Task prompt: Images are to be dropped, and the rest of the data reproduced exactly.
--- Materials provided Enclosed Below ---
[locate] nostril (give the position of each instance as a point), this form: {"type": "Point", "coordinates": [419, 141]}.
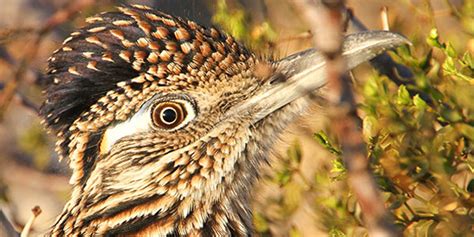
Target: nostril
{"type": "Point", "coordinates": [277, 78]}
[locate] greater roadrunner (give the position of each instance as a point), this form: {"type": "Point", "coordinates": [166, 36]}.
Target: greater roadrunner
{"type": "Point", "coordinates": [166, 124]}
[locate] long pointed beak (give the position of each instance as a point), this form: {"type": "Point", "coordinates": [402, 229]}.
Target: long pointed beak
{"type": "Point", "coordinates": [304, 72]}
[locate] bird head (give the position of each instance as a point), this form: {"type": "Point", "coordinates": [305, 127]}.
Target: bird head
{"type": "Point", "coordinates": [165, 123]}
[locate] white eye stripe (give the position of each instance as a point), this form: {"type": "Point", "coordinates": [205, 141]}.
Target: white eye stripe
{"type": "Point", "coordinates": [142, 122]}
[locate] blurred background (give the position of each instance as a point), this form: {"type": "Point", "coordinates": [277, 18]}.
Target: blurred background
{"type": "Point", "coordinates": [304, 192]}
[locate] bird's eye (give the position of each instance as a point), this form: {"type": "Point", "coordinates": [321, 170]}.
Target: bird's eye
{"type": "Point", "coordinates": [168, 115]}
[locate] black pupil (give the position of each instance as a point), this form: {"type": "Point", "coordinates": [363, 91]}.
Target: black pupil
{"type": "Point", "coordinates": [168, 115]}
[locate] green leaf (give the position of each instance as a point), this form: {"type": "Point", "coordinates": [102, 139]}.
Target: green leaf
{"type": "Point", "coordinates": [403, 97]}
{"type": "Point", "coordinates": [450, 51]}
{"type": "Point", "coordinates": [433, 39]}
{"type": "Point", "coordinates": [323, 139]}
{"type": "Point", "coordinates": [283, 177]}
{"type": "Point", "coordinates": [419, 102]}
{"type": "Point", "coordinates": [334, 232]}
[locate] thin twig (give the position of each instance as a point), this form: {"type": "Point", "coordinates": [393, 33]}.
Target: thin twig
{"type": "Point", "coordinates": [6, 228]}
{"type": "Point", "coordinates": [35, 213]}
{"type": "Point", "coordinates": [326, 20]}
{"type": "Point", "coordinates": [384, 18]}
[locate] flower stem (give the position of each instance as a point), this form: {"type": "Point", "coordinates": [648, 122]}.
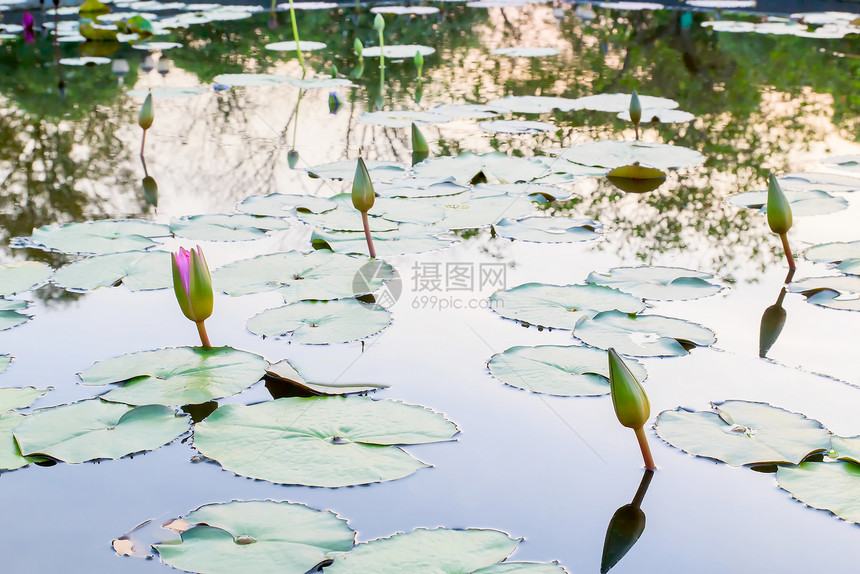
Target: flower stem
{"type": "Point", "coordinates": [646, 450]}
{"type": "Point", "coordinates": [787, 250]}
{"type": "Point", "coordinates": [367, 236]}
{"type": "Point", "coordinates": [204, 338]}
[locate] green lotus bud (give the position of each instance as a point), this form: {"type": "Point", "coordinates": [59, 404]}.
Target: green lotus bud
{"type": "Point", "coordinates": [147, 114]}
{"type": "Point", "coordinates": [362, 188]}
{"type": "Point", "coordinates": [778, 209]}
{"type": "Point", "coordinates": [635, 108]}
{"type": "Point", "coordinates": [419, 144]}
{"type": "Point", "coordinates": [628, 397]}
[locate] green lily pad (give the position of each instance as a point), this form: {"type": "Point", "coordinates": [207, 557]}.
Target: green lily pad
{"type": "Point", "coordinates": [533, 104]}
{"type": "Point", "coordinates": [257, 536]}
{"type": "Point", "coordinates": [806, 202]}
{"type": "Point", "coordinates": [395, 51]}
{"type": "Point", "coordinates": [842, 292]}
{"type": "Point", "coordinates": [282, 204]}
{"type": "Point", "coordinates": [519, 127]}
{"type": "Point", "coordinates": [10, 314]}
{"type": "Point", "coordinates": [660, 283]}
{"type": "Point", "coordinates": [249, 80]}
{"type": "Point", "coordinates": [407, 239]}
{"type": "Point", "coordinates": [284, 371]}
{"type": "Point", "coordinates": [439, 551]}
{"type": "Point", "coordinates": [832, 486]}
{"type": "Point", "coordinates": [98, 237]}
{"type": "Point", "coordinates": [177, 376]}
{"type": "Point", "coordinates": [743, 433]}
{"type": "Point", "coordinates": [495, 166]}
{"type": "Point", "coordinates": [621, 102]}
{"type": "Point", "coordinates": [560, 307]}
{"type": "Point", "coordinates": [95, 429]}
{"type": "Point", "coordinates": [845, 254]}
{"type": "Point", "coordinates": [642, 335]}
{"type": "Point", "coordinates": [319, 275]}
{"type": "Point", "coordinates": [526, 52]}
{"type": "Point", "coordinates": [137, 270]}
{"type": "Point", "coordinates": [290, 46]}
{"type": "Point", "coordinates": [225, 227]}
{"type": "Point", "coordinates": [567, 371]}
{"type": "Point", "coordinates": [22, 276]}
{"type": "Point", "coordinates": [19, 398]}
{"type": "Point", "coordinates": [345, 170]}
{"type": "Point", "coordinates": [321, 322]}
{"type": "Point", "coordinates": [320, 441]}
{"type": "Point", "coordinates": [612, 154]}
{"type": "Point", "coordinates": [401, 118]}
{"type": "Point", "coordinates": [549, 229]}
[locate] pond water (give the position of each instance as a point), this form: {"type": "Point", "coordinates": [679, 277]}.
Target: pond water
{"type": "Point", "coordinates": [551, 470]}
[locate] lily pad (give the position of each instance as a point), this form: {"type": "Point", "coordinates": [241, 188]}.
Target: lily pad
{"type": "Point", "coordinates": [321, 322]}
{"type": "Point", "coordinates": [282, 204]}
{"type": "Point", "coordinates": [744, 433]}
{"type": "Point", "coordinates": [612, 154]}
{"type": "Point", "coordinates": [98, 237]}
{"type": "Point", "coordinates": [841, 292]}
{"type": "Point", "coordinates": [439, 551]}
{"type": "Point", "coordinates": [806, 202]}
{"type": "Point", "coordinates": [137, 270]}
{"type": "Point", "coordinates": [560, 307]}
{"type": "Point", "coordinates": [290, 46]}
{"type": "Point", "coordinates": [19, 398]}
{"type": "Point", "coordinates": [549, 229]}
{"type": "Point", "coordinates": [320, 441]}
{"type": "Point", "coordinates": [659, 283]}
{"type": "Point", "coordinates": [526, 52]}
{"type": "Point", "coordinates": [177, 376]}
{"type": "Point", "coordinates": [395, 51]}
{"type": "Point", "coordinates": [22, 276]}
{"type": "Point", "coordinates": [95, 429]}
{"type": "Point", "coordinates": [401, 118]}
{"type": "Point", "coordinates": [319, 275]}
{"type": "Point", "coordinates": [642, 335]}
{"type": "Point", "coordinates": [225, 227]}
{"type": "Point", "coordinates": [519, 127]}
{"type": "Point", "coordinates": [832, 486]}
{"type": "Point", "coordinates": [567, 371]}
{"type": "Point", "coordinates": [257, 536]}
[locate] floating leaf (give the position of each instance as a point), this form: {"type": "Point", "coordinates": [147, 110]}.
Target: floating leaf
--- End of Enclosed Materials provided ---
Problem solution:
[locate] nostril (give the position of each instance as a point), this form: {"type": "Point", "coordinates": [419, 141]}.
Target: nostril
{"type": "Point", "coordinates": [277, 78]}
[locate] greater roadrunner (give the position of each instance as a point), this form: {"type": "Point", "coordinates": [166, 36]}.
Target: greater roadrunner
{"type": "Point", "coordinates": [166, 124]}
[locate] long pointed beak (give the position of each instance as a point), this form: {"type": "Point", "coordinates": [402, 229]}.
Target: long pointed beak
{"type": "Point", "coordinates": [304, 72]}
[locate] bird head (give the position of each instance as a point), this form: {"type": "Point", "coordinates": [305, 127]}.
Target: bird head
{"type": "Point", "coordinates": [165, 123]}
[locate] white eye stripe (give the position of each instance as a point), this form: {"type": "Point", "coordinates": [205, 141]}.
Target: white eye stripe
{"type": "Point", "coordinates": [142, 122]}
[locate] blurred background (give the position of each instance as a point), this form: {"type": "Point", "coordinates": [277, 18]}.
Target: blurred background
{"type": "Point", "coordinates": [304, 192]}
[locate] bird's eye (give the position of each instance as a point), this form: {"type": "Point", "coordinates": [321, 170]}.
Target: bird's eye
{"type": "Point", "coordinates": [168, 115]}
[locate] black pupil (give the position of each instance as a point), this form: {"type": "Point", "coordinates": [363, 91]}.
Target: black pupil
{"type": "Point", "coordinates": [168, 115]}
[locate] green leaf (give the position of each instance as a point), this form: {"type": "Point", "coordinates": [102, 139]}.
Target: green leaf
{"type": "Point", "coordinates": [403, 97]}
{"type": "Point", "coordinates": [450, 51]}
{"type": "Point", "coordinates": [433, 39]}
{"type": "Point", "coordinates": [323, 139]}
{"type": "Point", "coordinates": [283, 177]}
{"type": "Point", "coordinates": [419, 102]}
{"type": "Point", "coordinates": [334, 232]}
[locate] thin twig (give the position of each instance as a point), this form: {"type": "Point", "coordinates": [393, 33]}.
Target: thin twig
{"type": "Point", "coordinates": [6, 228]}
{"type": "Point", "coordinates": [35, 213]}
{"type": "Point", "coordinates": [326, 20]}
{"type": "Point", "coordinates": [384, 18]}
[locate] flower stem (give the position of each instance as a point), this form: {"type": "Point", "coordinates": [648, 122]}.
Target: flower stem
{"type": "Point", "coordinates": [646, 450]}
{"type": "Point", "coordinates": [787, 250]}
{"type": "Point", "coordinates": [367, 236]}
{"type": "Point", "coordinates": [204, 338]}
[locate] green lotus bud (give the position of each instance as a point), this form: {"type": "Point", "coordinates": [59, 404]}.
Target: green lotus bud
{"type": "Point", "coordinates": [147, 114]}
{"type": "Point", "coordinates": [362, 188]}
{"type": "Point", "coordinates": [778, 209]}
{"type": "Point", "coordinates": [635, 108]}
{"type": "Point", "coordinates": [419, 144]}
{"type": "Point", "coordinates": [628, 397]}
[locate] green lily pad (give the position of each instance as a point), this form: {"type": "Point", "coordinates": [207, 557]}.
Target: green lily pad
{"type": "Point", "coordinates": [533, 104]}
{"type": "Point", "coordinates": [257, 536]}
{"type": "Point", "coordinates": [806, 202]}
{"type": "Point", "coordinates": [395, 51]}
{"type": "Point", "coordinates": [842, 292]}
{"type": "Point", "coordinates": [282, 204]}
{"type": "Point", "coordinates": [519, 127]}
{"type": "Point", "coordinates": [10, 314]}
{"type": "Point", "coordinates": [660, 283]}
{"type": "Point", "coordinates": [249, 80]}
{"type": "Point", "coordinates": [407, 239]}
{"type": "Point", "coordinates": [284, 371]}
{"type": "Point", "coordinates": [439, 551]}
{"type": "Point", "coordinates": [832, 486]}
{"type": "Point", "coordinates": [98, 237]}
{"type": "Point", "coordinates": [177, 376]}
{"type": "Point", "coordinates": [743, 433]}
{"type": "Point", "coordinates": [495, 166]}
{"type": "Point", "coordinates": [621, 102]}
{"type": "Point", "coordinates": [560, 307]}
{"type": "Point", "coordinates": [95, 429]}
{"type": "Point", "coordinates": [845, 254]}
{"type": "Point", "coordinates": [642, 335]}
{"type": "Point", "coordinates": [319, 275]}
{"type": "Point", "coordinates": [526, 52]}
{"type": "Point", "coordinates": [137, 270]}
{"type": "Point", "coordinates": [290, 46]}
{"type": "Point", "coordinates": [225, 227]}
{"type": "Point", "coordinates": [567, 371]}
{"type": "Point", "coordinates": [22, 276]}
{"type": "Point", "coordinates": [19, 398]}
{"type": "Point", "coordinates": [345, 170]}
{"type": "Point", "coordinates": [321, 322]}
{"type": "Point", "coordinates": [320, 441]}
{"type": "Point", "coordinates": [612, 154]}
{"type": "Point", "coordinates": [401, 118]}
{"type": "Point", "coordinates": [549, 229]}
[locate] pond water (give the position of each instance as a point), this form: {"type": "Point", "coordinates": [679, 277]}.
Target: pond water
{"type": "Point", "coordinates": [551, 470]}
[locate] lily pad (give the position of each instance as a point), this form: {"type": "Point", "coordinates": [241, 188]}.
Target: lily pad
{"type": "Point", "coordinates": [321, 322]}
{"type": "Point", "coordinates": [282, 204]}
{"type": "Point", "coordinates": [744, 433]}
{"type": "Point", "coordinates": [612, 154]}
{"type": "Point", "coordinates": [98, 237]}
{"type": "Point", "coordinates": [841, 292]}
{"type": "Point", "coordinates": [439, 551]}
{"type": "Point", "coordinates": [806, 202]}
{"type": "Point", "coordinates": [137, 270]}
{"type": "Point", "coordinates": [560, 307]}
{"type": "Point", "coordinates": [290, 46]}
{"type": "Point", "coordinates": [19, 398]}
{"type": "Point", "coordinates": [549, 229]}
{"type": "Point", "coordinates": [320, 441]}
{"type": "Point", "coordinates": [659, 283]}
{"type": "Point", "coordinates": [526, 52]}
{"type": "Point", "coordinates": [177, 376]}
{"type": "Point", "coordinates": [395, 51]}
{"type": "Point", "coordinates": [22, 276]}
{"type": "Point", "coordinates": [95, 429]}
{"type": "Point", "coordinates": [401, 118]}
{"type": "Point", "coordinates": [319, 275]}
{"type": "Point", "coordinates": [642, 335]}
{"type": "Point", "coordinates": [225, 227]}
{"type": "Point", "coordinates": [519, 127]}
{"type": "Point", "coordinates": [832, 486]}
{"type": "Point", "coordinates": [567, 371]}
{"type": "Point", "coordinates": [257, 536]}
[locate] floating leaf (give the position of each instance as a point), this form: {"type": "Point", "coordinates": [147, 110]}.
Target: floating leaf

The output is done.